▶ [Assignment] What follows is a set of records; repeat all of them exactly.

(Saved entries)
*-*-*
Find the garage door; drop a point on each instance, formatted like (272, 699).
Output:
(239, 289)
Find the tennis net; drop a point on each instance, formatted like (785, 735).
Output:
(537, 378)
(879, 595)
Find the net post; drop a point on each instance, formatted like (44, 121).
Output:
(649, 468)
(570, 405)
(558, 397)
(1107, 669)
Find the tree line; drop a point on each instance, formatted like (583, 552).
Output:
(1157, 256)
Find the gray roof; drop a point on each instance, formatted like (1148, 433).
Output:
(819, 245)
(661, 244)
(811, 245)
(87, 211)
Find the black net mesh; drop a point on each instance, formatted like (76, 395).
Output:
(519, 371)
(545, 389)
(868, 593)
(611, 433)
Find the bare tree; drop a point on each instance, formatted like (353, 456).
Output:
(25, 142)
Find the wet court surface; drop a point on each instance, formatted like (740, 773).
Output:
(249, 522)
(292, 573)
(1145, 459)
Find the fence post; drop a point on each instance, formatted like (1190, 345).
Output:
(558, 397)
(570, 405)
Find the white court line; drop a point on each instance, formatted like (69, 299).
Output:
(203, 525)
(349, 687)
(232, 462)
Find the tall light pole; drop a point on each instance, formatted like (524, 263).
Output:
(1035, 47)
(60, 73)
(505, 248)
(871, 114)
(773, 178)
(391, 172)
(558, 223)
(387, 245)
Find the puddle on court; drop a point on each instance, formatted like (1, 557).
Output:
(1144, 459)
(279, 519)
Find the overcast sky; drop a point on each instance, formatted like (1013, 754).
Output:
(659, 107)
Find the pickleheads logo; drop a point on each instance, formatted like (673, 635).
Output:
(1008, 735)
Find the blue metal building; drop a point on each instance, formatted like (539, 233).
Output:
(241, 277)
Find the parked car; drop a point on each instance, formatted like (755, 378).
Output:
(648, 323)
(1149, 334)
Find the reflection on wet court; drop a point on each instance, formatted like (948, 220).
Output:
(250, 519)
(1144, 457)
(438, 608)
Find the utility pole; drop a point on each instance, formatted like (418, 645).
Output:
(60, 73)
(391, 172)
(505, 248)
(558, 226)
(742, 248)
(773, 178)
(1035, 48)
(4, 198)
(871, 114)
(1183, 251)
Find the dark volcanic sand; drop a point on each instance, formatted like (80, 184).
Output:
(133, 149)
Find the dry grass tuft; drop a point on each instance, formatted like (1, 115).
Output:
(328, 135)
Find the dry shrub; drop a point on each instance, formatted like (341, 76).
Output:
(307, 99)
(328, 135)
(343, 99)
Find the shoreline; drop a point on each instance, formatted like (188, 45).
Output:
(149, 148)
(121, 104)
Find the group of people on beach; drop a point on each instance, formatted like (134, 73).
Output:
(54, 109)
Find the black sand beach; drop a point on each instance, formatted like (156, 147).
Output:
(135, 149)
*-*-*
▶ [Exercise response]
Find the garage door; drop a point on each instance, formatted like (272, 699).
Output:
(239, 289)
Find the tennis net; drop a point on each instance, formatted like (785, 735).
Output:
(537, 378)
(879, 595)
Find the net post; drop a point on each instance, formatted like (44, 121).
Output:
(649, 468)
(570, 405)
(558, 397)
(1107, 669)
Find the tree line; drop a point on each instance, formatted like (583, 552).
Output:
(1157, 256)
Find the gray roof; drop a point on each instance, formatted like (1148, 433).
Output:
(819, 245)
(661, 244)
(811, 245)
(87, 211)
Find the black net mesh; drop a point on each instance, formatted like (76, 395).
Output:
(519, 371)
(545, 389)
(868, 593)
(611, 433)
Find the bare tree; drop a point on each instance, formatted like (353, 456).
Output:
(25, 142)
Find the wet court surface; drop a point on each instance, formatted like (740, 773).
Output:
(249, 522)
(292, 573)
(1145, 459)
Find the fence post; drop a point on each instance, formatted like (1190, 345).
Output:
(558, 397)
(570, 405)
Find the white court line; drop a point on each instance, formatted like (69, 299).
Output:
(203, 525)
(349, 687)
(232, 462)
Find the tall light pole; drop a point on each instance, formatted like (524, 263).
Output:
(1035, 47)
(60, 73)
(505, 248)
(871, 114)
(773, 178)
(391, 172)
(558, 223)
(387, 245)
Find the puddle on court; drop a point on each instance, formatted like (1, 557).
Output:
(1144, 459)
(279, 519)
Find the overcast sky; drop a point on each instance, formatted like (1013, 754).
Output:
(659, 107)
Find the pickleheads logo; drop a point on each instance, formatted like (673, 635).
Output:
(1008, 735)
Find the blue metal building; drop a point on each instance, formatted like (539, 233).
Output:
(241, 277)
Find the parked car; drop a point on each instance, formatted like (755, 378).
Output:
(648, 323)
(1149, 334)
Find the reflection on wet court; drop a point on each instance, formatted like (948, 220).
Output:
(250, 519)
(1144, 457)
(438, 608)
Find the utility pole; drop a point on each instance, formatted like (418, 645).
Output:
(60, 73)
(391, 172)
(505, 248)
(558, 226)
(742, 248)
(773, 178)
(1035, 48)
(4, 198)
(871, 114)
(1183, 251)
Find the dark volcanic sand; drop a point on each instance, formatted like (80, 184).
Output:
(133, 149)
Find the dry grass tuft; drop a point on each instance, formatted like (1, 115).
Output:
(328, 135)
Find the dry shrub; drop a point on each instance, formatted like (341, 76).
Output:
(307, 99)
(328, 135)
(343, 99)
Find the shoreline; drop a point on each instance, formatted like (188, 45).
Output:
(149, 148)
(121, 104)
Find the group of people on beach; drop a point on each instance, formatted like (134, 73).
Output:
(54, 109)
Find the black sand beach; drop a point on each instance, formatted like (156, 147).
Output:
(135, 149)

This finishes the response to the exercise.